What is expected: Leaving out all pictures, return the records word for word.

Exercise data:

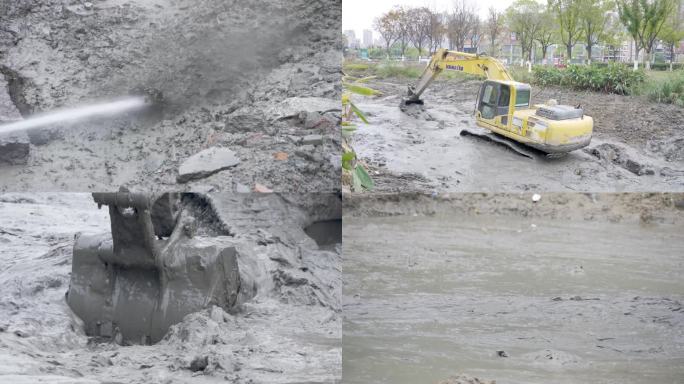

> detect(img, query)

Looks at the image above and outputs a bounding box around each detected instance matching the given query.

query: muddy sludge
[348,77,684,193]
[342,192,684,384]
[0,192,342,383]
[0,0,342,192]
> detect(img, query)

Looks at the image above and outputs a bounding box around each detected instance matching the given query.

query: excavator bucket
[66,192,240,345]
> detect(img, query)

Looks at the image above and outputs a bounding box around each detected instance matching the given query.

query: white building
[362,29,373,48]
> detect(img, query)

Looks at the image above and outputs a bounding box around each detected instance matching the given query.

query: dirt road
[351,78,684,193]
[0,193,341,383]
[343,193,684,384]
[0,0,341,192]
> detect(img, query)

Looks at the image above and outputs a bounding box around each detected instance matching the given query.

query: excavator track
[460,127,547,159]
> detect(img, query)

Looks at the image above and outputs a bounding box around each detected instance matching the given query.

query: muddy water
[353,81,684,192]
[343,213,684,384]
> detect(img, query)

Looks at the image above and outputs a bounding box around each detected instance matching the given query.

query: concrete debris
[254,183,273,193]
[177,147,240,183]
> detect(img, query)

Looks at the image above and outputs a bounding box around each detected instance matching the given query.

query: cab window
[499,86,510,107]
[515,88,530,108]
[479,84,498,119]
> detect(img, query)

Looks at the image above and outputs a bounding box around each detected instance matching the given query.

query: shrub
[530,63,645,95]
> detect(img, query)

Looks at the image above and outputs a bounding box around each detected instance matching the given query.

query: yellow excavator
[403,49,593,154]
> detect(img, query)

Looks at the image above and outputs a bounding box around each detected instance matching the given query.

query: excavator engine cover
[535,105,584,120]
[66,192,240,344]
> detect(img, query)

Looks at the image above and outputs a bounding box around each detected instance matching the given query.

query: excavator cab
[476,80,531,127]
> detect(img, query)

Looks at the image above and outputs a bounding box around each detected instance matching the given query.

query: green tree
[536,9,558,63]
[618,0,676,69]
[659,0,684,70]
[603,11,628,61]
[506,0,543,62]
[578,0,613,64]
[549,0,583,62]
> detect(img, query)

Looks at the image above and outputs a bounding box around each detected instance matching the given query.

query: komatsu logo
[446,64,464,71]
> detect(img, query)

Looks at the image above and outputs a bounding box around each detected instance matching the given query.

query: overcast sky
[342,0,516,38]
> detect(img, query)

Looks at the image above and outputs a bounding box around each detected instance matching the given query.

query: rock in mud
[0,132,30,165]
[189,355,209,372]
[177,147,240,183]
[438,375,495,384]
[302,134,323,146]
[660,167,684,177]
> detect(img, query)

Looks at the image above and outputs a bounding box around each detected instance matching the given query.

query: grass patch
[343,60,482,81]
[638,70,684,106]
[372,62,424,78]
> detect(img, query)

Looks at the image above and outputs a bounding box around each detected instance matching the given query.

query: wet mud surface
[0,193,341,383]
[343,193,684,384]
[0,0,341,192]
[351,79,684,193]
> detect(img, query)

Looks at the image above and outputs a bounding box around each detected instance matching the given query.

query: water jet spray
[0,90,161,165]
[0,96,150,136]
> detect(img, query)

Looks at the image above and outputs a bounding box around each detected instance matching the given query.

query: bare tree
[407,7,432,58]
[486,7,504,56]
[469,17,482,52]
[396,6,411,57]
[373,9,401,57]
[425,8,446,55]
[446,0,479,51]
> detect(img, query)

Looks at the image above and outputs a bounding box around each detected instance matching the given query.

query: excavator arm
[405,48,514,104]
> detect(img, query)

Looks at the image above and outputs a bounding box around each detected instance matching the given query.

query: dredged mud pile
[0,0,342,192]
[343,193,684,384]
[349,77,684,193]
[0,192,342,383]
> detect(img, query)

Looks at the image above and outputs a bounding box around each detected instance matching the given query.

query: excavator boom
[406,49,513,103]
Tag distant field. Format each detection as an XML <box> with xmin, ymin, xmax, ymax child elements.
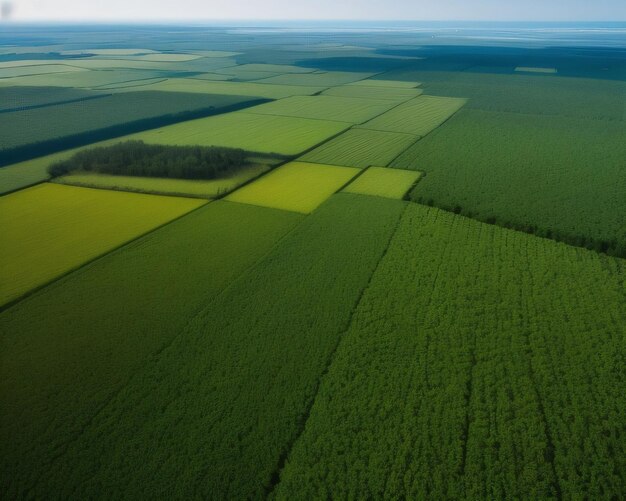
<box><xmin>242</xmin><ymin>94</ymin><xmax>396</xmax><ymax>123</ymax></box>
<box><xmin>344</xmin><ymin>166</ymin><xmax>422</xmax><ymax>199</ymax></box>
<box><xmin>0</xmin><ymin>68</ymin><xmax>174</xmax><ymax>88</ymax></box>
<box><xmin>515</xmin><ymin>66</ymin><xmax>557</xmax><ymax>74</ymax></box>
<box><xmin>0</xmin><ymin>183</ymin><xmax>205</xmax><ymax>305</ymax></box>
<box><xmin>273</xmin><ymin>203</ymin><xmax>626</xmax><ymax>500</ymax></box>
<box><xmin>0</xmin><ymin>86</ymin><xmax>105</xmax><ymax>111</ymax></box>
<box><xmin>346</xmin><ymin>78</ymin><xmax>420</xmax><ymax>88</ymax></box>
<box><xmin>323</xmin><ymin>84</ymin><xmax>423</xmax><ymax>101</ymax></box>
<box><xmin>394</xmin><ymin>108</ymin><xmax>626</xmax><ymax>255</ymax></box>
<box><xmin>7</xmin><ymin>194</ymin><xmax>405</xmax><ymax>499</ymax></box>
<box><xmin>54</xmin><ymin>163</ymin><xmax>271</xmax><ymax>198</ymax></box>
<box><xmin>130</xmin><ymin>112</ymin><xmax>350</xmax><ymax>156</ymax></box>
<box><xmin>254</xmin><ymin>71</ymin><xmax>374</xmax><ymax>86</ymax></box>
<box><xmin>0</xmin><ymin>63</ymin><xmax>85</xmax><ymax>79</ymax></box>
<box><xmin>301</xmin><ymin>128</ymin><xmax>417</xmax><ymax>168</ymax></box>
<box><xmin>226</xmin><ymin>161</ymin><xmax>359</xmax><ymax>213</ymax></box>
<box><xmin>358</xmin><ymin>95</ymin><xmax>467</xmax><ymax>135</ymax></box>
<box><xmin>0</xmin><ymin>202</ymin><xmax>303</xmax><ymax>498</ymax></box>
<box><xmin>122</xmin><ymin>78</ymin><xmax>325</xmax><ymax>98</ymax></box>
<box><xmin>0</xmin><ymin>91</ymin><xmax>258</xmax><ymax>164</ymax></box>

Solution to this problem:
> detect(img, query)

Looks at the image above and outputs a bounding box around each detected instance matching the given query.

query: muddy sludge
[348,77,684,193]
[342,192,684,384]
[0,192,342,383]
[0,0,342,192]
> detect(img, query)

Looks at the image above and outputs a bounding box around each detected instance matching the given query.

query: excavator bucket
[66,192,240,345]
> detect(img, query)

Looks at the image above and outputs a bounding box around each detected instance matching the given query.

query: white building
[362,29,373,48]
> detect(img, query)

Looks at the image above and outputs a bounding box around each detected instance matching the given query.

query: dirt road
[351,78,684,193]
[0,193,341,383]
[343,193,684,384]
[0,0,341,192]
> detect(img, query)

Looks at the image above and outputs a bounding box around each detected instance matching the given query.

query: excavator track
[460,127,547,159]
> detect(img, query)

Looks at the image above and outputs a bounding box around each detected instance matching the given query.

query: muddy water
[353,81,684,192]
[343,213,684,384]
> detect(img, query)

Looks at the image above and outputs a bounding box around each detected instance matching the given query.

query: concrete debris
[254,183,273,193]
[177,147,240,183]
> detect(img, query)

Looks at the image above and outputs a bounding box around each detected instance matching the given query.

query: cab window
[499,86,510,107]
[515,88,530,108]
[479,84,498,119]
> detect(img, query)

Looks at the image above and outputs a bounding box around each detected instance matching the given query.

query: shrub
[530,63,645,95]
> detect(img, query)

Looks at the image above and outputs a bounding box around each detected instance matching the given query.

query: yellow excavator
[403,49,593,154]
> detect(img, query)

Looks at the image above and outputs a bounding box around each detected instance matching the given query.

query: excavator engine cover
[535,105,584,120]
[66,192,240,344]
> detect(img, query)

Looks at the image above and outputs a bounding box around each detected instance matching the given query.

query: excavator cab
[476,80,531,127]
> detect(img, query)

Looks at the image above and outputs a bounding box around each detected instance matching the given query.

query: green tree
[536,9,558,63]
[618,0,676,69]
[659,0,684,70]
[603,11,628,61]
[506,0,543,62]
[578,0,613,64]
[549,0,583,62]
> detect(img, query)

Looks at the image above and outputs a bounding box around each detected instance matching the given query.

query: komatsu logo
[446,64,464,71]
> detect(img, query)

Looks at the image above and outputs a bounding box around each detected instance matching the given query.

query: overcast sky
[342,0,516,38]
> detect(img, query)

Looks at the image above and outputs a bounding box around each detected instance matching the given query.

query: rock in mud
[0,132,30,165]
[189,355,209,372]
[177,147,240,183]
[438,375,495,384]
[302,134,323,146]
[660,167,684,177]
> detect(img, query)

Looks at the image above and outputs a bounding box around each detected instance matching the given query.

query: grass patch
[343,60,482,81]
[638,70,684,106]
[372,62,424,78]
> detect(img, query)

Looks at the image above and outputs a bounding box around each detected instance matching the given query.

query: wet mud surface
[0,193,341,383]
[343,193,684,384]
[0,0,341,192]
[351,79,684,193]
> detect(img, query)

Looks at the image above and outputs a bounding box around each detected instance matching the given query.

query: water jet spray
[0,90,161,165]
[0,96,150,136]
> detect(img, query)

Looks at the image above and outputs a bounding box around each detected instance matching the given query.

query: bare tree
[407,7,432,58]
[486,7,504,56]
[469,17,482,52]
[396,6,411,57]
[373,9,401,57]
[425,8,446,55]
[446,0,479,51]
> detect(img, query)

Looks at the image above and outputs a bounding box around each detected instance matching the given query.

query: excavator arm
[405,48,514,104]
> detect(img, query)

Looks at the image above and outputs a bounding box around each detected instance matching the given query.

query: dredged mud pile
[0,0,342,192]
[343,193,684,384]
[349,77,684,193]
[0,192,342,383]
> detect(img, query)

Looks at the image above and outputs a bounding box around each detected instance matching the given query.

query: excavator boom
[406,49,513,103]
Tag distant field. Format each detection as an XML <box> with xmin, ymin, xmax, ymax child elements.
<box><xmin>242</xmin><ymin>94</ymin><xmax>396</xmax><ymax>123</ymax></box>
<box><xmin>344</xmin><ymin>166</ymin><xmax>422</xmax><ymax>199</ymax></box>
<box><xmin>0</xmin><ymin>68</ymin><xmax>174</xmax><ymax>88</ymax></box>
<box><xmin>515</xmin><ymin>66</ymin><xmax>557</xmax><ymax>74</ymax></box>
<box><xmin>0</xmin><ymin>183</ymin><xmax>205</xmax><ymax>305</ymax></box>
<box><xmin>273</xmin><ymin>203</ymin><xmax>626</xmax><ymax>500</ymax></box>
<box><xmin>0</xmin><ymin>86</ymin><xmax>105</xmax><ymax>111</ymax></box>
<box><xmin>346</xmin><ymin>78</ymin><xmax>420</xmax><ymax>88</ymax></box>
<box><xmin>323</xmin><ymin>84</ymin><xmax>423</xmax><ymax>101</ymax></box>
<box><xmin>394</xmin><ymin>108</ymin><xmax>626</xmax><ymax>255</ymax></box>
<box><xmin>7</xmin><ymin>194</ymin><xmax>405</xmax><ymax>499</ymax></box>
<box><xmin>54</xmin><ymin>163</ymin><xmax>271</xmax><ymax>198</ymax></box>
<box><xmin>130</xmin><ymin>112</ymin><xmax>350</xmax><ymax>156</ymax></box>
<box><xmin>254</xmin><ymin>71</ymin><xmax>374</xmax><ymax>86</ymax></box>
<box><xmin>0</xmin><ymin>63</ymin><xmax>85</xmax><ymax>79</ymax></box>
<box><xmin>301</xmin><ymin>128</ymin><xmax>417</xmax><ymax>168</ymax></box>
<box><xmin>226</xmin><ymin>161</ymin><xmax>359</xmax><ymax>213</ymax></box>
<box><xmin>358</xmin><ymin>95</ymin><xmax>467</xmax><ymax>135</ymax></box>
<box><xmin>0</xmin><ymin>202</ymin><xmax>303</xmax><ymax>498</ymax></box>
<box><xmin>122</xmin><ymin>78</ymin><xmax>325</xmax><ymax>98</ymax></box>
<box><xmin>0</xmin><ymin>91</ymin><xmax>258</xmax><ymax>164</ymax></box>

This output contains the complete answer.